病院勤務の看護師に比べて心身の負担が少ない産業看護師ですが、メリットだけでなくデメリットもあります。産業看護師として働くにあたり、どのような点に注意すればいいのかをわかりやすく説明していきます。
産業看護師の平均年収と一般的な看護師の平均年収はそこまで差がありません。産業看護師の給与は企業の規模によりますし、夜勤手当や残業代もないので、その分給与が下がってしまう可能性もあります。しかし、昇給のチャンスも多く、選ぶ企業によっては年収がアップする可能性も十分にあります。満足のいく職場を見つけるためには求人選びで妥協しないことが大切です。
データ管理などのデスクワークも多いので、最低限のパソコンスキル(メールの書き方やWord・Excel・PowerPointの作成方法)は身につけておかなければなりません。また企業で働くので、社内の人だけでなく取引先など様々な立場の人と接する機会も増えます。基本的なビジネスマナーが求められるので、パソコンスキルやビジネスマナーを学ぶ機会が少なかった人は、転職当初は覚えることが多く、面倒に感じるかもしれません。

指示 1
産業看護師に関する抜粋本文について、次の問いに答えてください。
(a) 産業看護師の給与は何によるとされていますか。
(b) 何がないために給与が下がる可能性があるとされていますか。
(c) 最低限のパソコンスキルとして括弧内に挙げられているものは何ですか。
指示 2
次の各文が産業看護師に関する抜粋本文の内容と合っているか、「はい」か「いいえ」で答えてください。判断の根拠となる本文の言葉もそのまま引用してください。
(a) 産業看護師の平均年収は、一般的な看護師の平均年収よりも大幅に高い。
(b) 産業看護師は、社内の人だけでなく取引先の人と接する機会も増える。
(c) 産業看護師は、病院勤務の看護師に比べて心身の負担が大きい。
指示 3
産業看護師に関する抜粋本文を、最後の文の後から書き継いでください。

提供資料
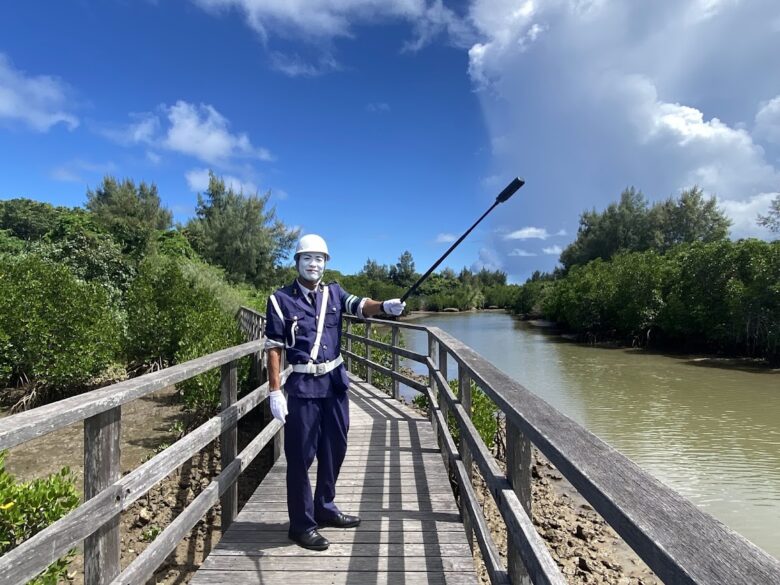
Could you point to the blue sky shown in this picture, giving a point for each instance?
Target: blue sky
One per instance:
(390, 125)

回答欄 1
(a) 企業の規模です。
(b) 夜勤手当や残業代です。
(c) メールの書き方やWord・Excel・PowerPointの作成方法です。

回答欄 2
(a) いいえ。「産業看護師の平均年収と一般的な看護師の平均年収はそこまで差がありません。」
(b) はい。「社内の人だけでなく取引先など様々な立場の人と接する機会も増えます。」
(c) いいえ。「病院勤務の看護師に比べて心身の負担が少ない産業看護師ですが」

回答欄 3
産業看護師は社員の健康管理やメンタルヘルス対策、保健指導が主な仕事です。急病やケガなどの応急処置も行いますが、病院勤務のように患者に医療処置を行う場面はほとんどありません。看護スキルの低下は避けられないでしょう。それに、最新の治療法や薬剤、看護ケアなどの情報からも遠ざかってしまいます。いずれ病院勤務に戻ることを考えているのであればリスクにもなりかねません。
継続的にスキルアップしたい人や知識を深めたい人には大きなデメリットになります。
産業看護師の場合、1つの現場に看護師は1人、多くても数人しかいません。先輩や同僚の看護師がいないので、病院勤務とは勝手が違うと感じることも多いでしょう。慣れない環境の中、1人で仕事をすることにストレスを感じる人もいます。
産業看護師は1つの職場に1人もしくは数人しか配置されないため、求人自体が少なく、募集があってもすぐに埋まってしまいます。また、企業によっては年齢制限が設けられていることもあり、転職したいと思っても必ずしも希望が叶えられるとは限りません。
それに、企業が求めているのは即戦力となる人材です。仕事内容も病院勤務とはかけ離れているので、それなりの覚悟と自信、経験がなければ難しいでしょう。
産業看護師は特定の人にしか紹介されない非公開求人として扱われることが多いです。非公開求人は転職エージェントに登録している人にしか紹介されません。まずは2~3社の転職エージェントに登録し、募集があるか確認できるようにしておきましょう。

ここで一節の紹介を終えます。